_Page excerpt_.

What a major bummer!  Yes, reserving a specific unit type and then not getting it is so frustrating.  Couple of thoughts:

1.  Marbrisa management should offer you bonus points as compensation to use on another vacation.
2.  Upgraded unit is a reasonable offer since no other 2BR in Cove was available.

Tip:

I usually call the resort 1 week before check in to request a building or floor.  Since you've been to Marbrisa numerous times, next time, call 1 week before check in and request a building in The Cove and request a floor.  They will put it in their notes and do their best to accommodate your request.  No guarantees but I've had a lot of success doing this.  

Wishing you joy and happiness on your next HGVC vacation.


----------



## presley (Jun 20, 2018)

I think sloppy management created the problem.  I had a problem there several years ago and they had to put me in the wrong room and move me the next day. The manager didn't seemed bothered by it at all, like she didn't care one way or the other if they gave us the right room. I actually don't think she ever said "sorry" about anything. 

I wouldn't bother with the people at the resort at this point. Just call owner services and escalate on the phone with HGVC directly. Maybe ask for a supervisor before you even start to tell the story. If you genuinely feel discriminated, share that with them. Be clear on what it is that you want. They may feel that offering you the penthouse was enough. You need to be clear and forceful that it was not what you wanted and you expect to be compensated for it. 

I don't think an attorney can do anything for you unless you can prove it is discrimination and not a room inventory issue.


----------



## chriskre (Jun 20, 2018)

alwysonvac said:


> This is not true.
> 
> This property is a Fee-for-service arrangement with Grand Pacific (GP) and also sub-managed by GP (see quote below).
> 
> 2010 Press Release - https://www.businesswire.com/news/h...acific-MarBrisa-Resort-Hilton-Grand-Vacations



My bad.  
I don't follow the GP resorts since I rarely stay there.
Thanks for the correction.  
So it's an affiliate?  
Or is it a hybrid situation where GP and HGVC own different phases?
The front desk at the time told me that HGVC was building newer
buildings with elevators because of course I voiced my displeasure
that a brand new resort had only stairs in this day and age and she
said that the HGVC buildings would have elevators so it wouldn't be
an issue in the future.  

I thought since you can book it online that it was a true HGVC since
the affiliates you have to call in to book which is a pain in the behind.


----------



## taterhed (Jun 20, 2018)

chriskre said:


> .....
> I'm not sure what race you are and why you feel you were discriminated against but since you have been there 10 times already do you think a legal suit is really the way to go? ....

_Dataset content_.
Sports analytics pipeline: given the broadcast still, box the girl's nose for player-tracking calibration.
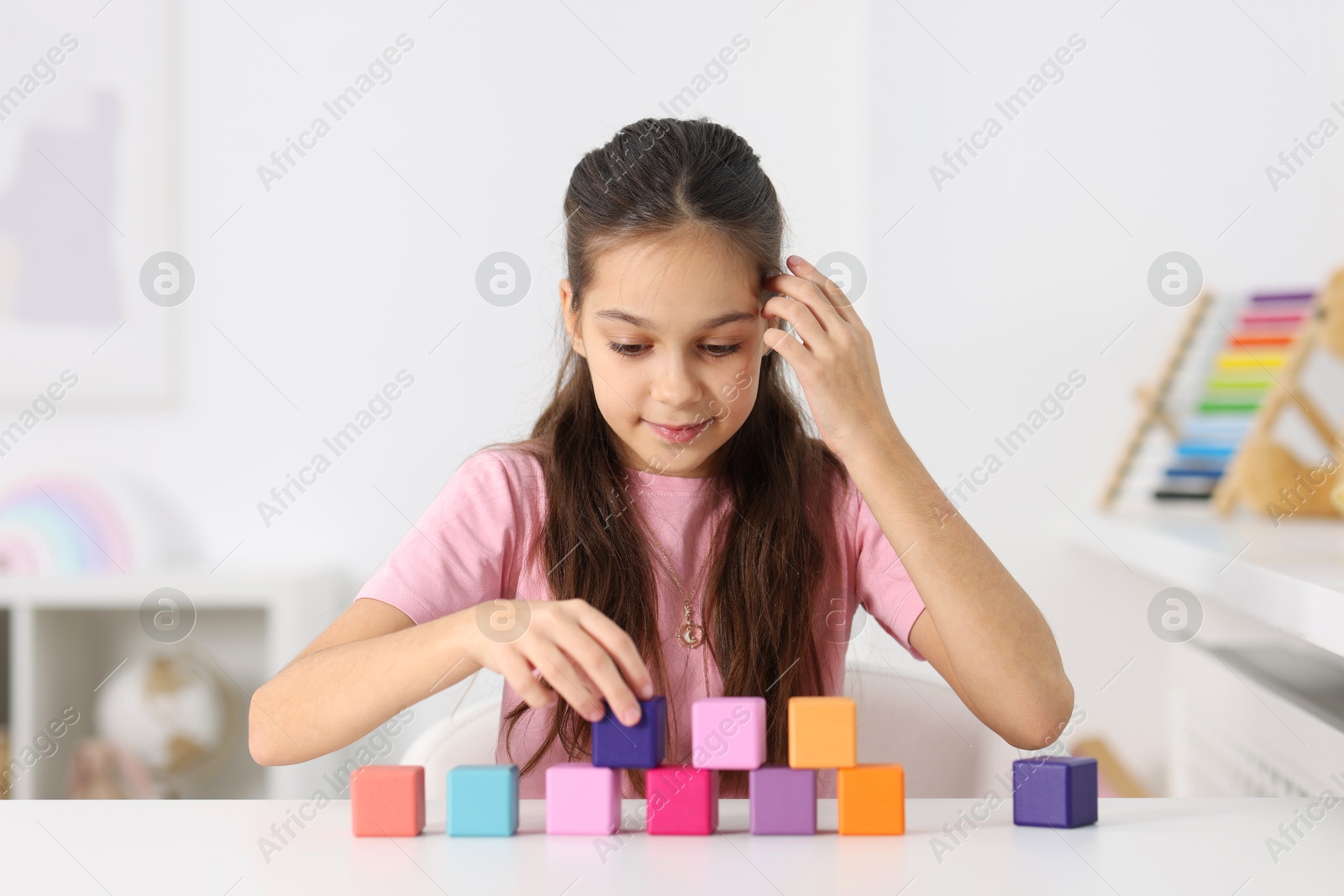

_Problems and tasks_.
a – In the Marbrisa resort thread, how far ahead of check-in does the first poster usually call the resort to ask for a specific building or floor?
b – Extend the forum thread about the Marbrisa room mix-up from the point where it stops.

_Results in order_.
a – One week before check-in.

b –
First:   @chriskre  I am absolutely NOT picking on you.  Really.

Who said anything about RACE.  Since when is RACE the only discrimination factor? 

Second: I don't care or want to know why the OP felt discriminated against--that's their business and their issue.  It's definitely a 'you had to be there' issue anyway.  If they were made to feel 'second class' in any way....then that's what they feel and should make CS and MGT aware of the issue so it can be addressed or at least reviewed.  I sincerely hope that no one carries this issue further...as it is political and sensitive etc....   It is what it is.  Let it lie.

Third:  For the OP:  I agree with the other posters.  I would work on a positive approach that makes you feel like your issues  have been addressed and you are being respected as an owner and a guest.  I can not imagine that HGVC wouldn't want you to be a satisfied and valued customer.  While a legal approach may produce more concrete and actionable results, is it really worth that much effort and angst?  We experienced a similar issue with MVC and an ADA room, but in the end, they were quick to find an amicable situation that made us feel like valued owners.

I hope you find a path to resolution, and thanks for taking the time to address this--not just for your stay--but for the other owners and guests to come.


----------



## tk25 (Jun 20, 2018)

law suit is ridiculous and frivolous with much more stress created and minimal if any potential payback. No lawyer will take this case unless you pay them. Do you really want to do that?   If what you say is true I'm sure resort will compensate you in a fair way with many reasonable suggestions already noted above


----------



## PigsDad (Jun 20, 2018)

I think there is a pattern here with their "inventory control".  We stayed there over a year ago, and while we had not problem at check in, the day before we were scheduled to check out we get a knock on the door in late morning asking when we would be cleared out of the room.  What?  Our reservation was until the next day, and I checked online and confirmed I was not mistaken.  Well, I had to go down to the front desk and even though I was showing on my phone that I was correct, they kept insisting that my check out day was that day.  I had to get them to call the HGVC office to confirm that I was correct.  The whole process took close to an hour to get straightened out.  Quite frustrating!

Kurt


----------



## chriskre (Jun 20, 2018)

taterhed said:


> First:   @chriskre  I am absolutely NOT picking on you.  Really.
> 
> Who said anything about RACE.  Since when is RACE the only discrimination factor?
> 
> Second: I don't care or want to know why the OP felt discriminated against--that's their business and their issue.  It's definitely a 'you had to be there' issue anyway.  If they were made to feel 'second class' in any way....then that's what they feel and should make CS and MGT aware of the issue so it can be addressed or at least reviewed.  I sincerely hope that no one carries this issue further...as it is political and sensitive etc....   It is what it is.  Let it lie.



I understand but for me race IS the first thing that comes to mind
for me since I am hispanic heritage and have experienced it first 
hand in some areas of the country.  

Obviously it would not be an issue in California but it's happened to me 
here in my own state of Florida when some have heard us speak Spanish.  
This is the south after all once you go a few hours north of Miami/Ft. 
Lauderdale it can be an issue, especially if you are stopped by a cop.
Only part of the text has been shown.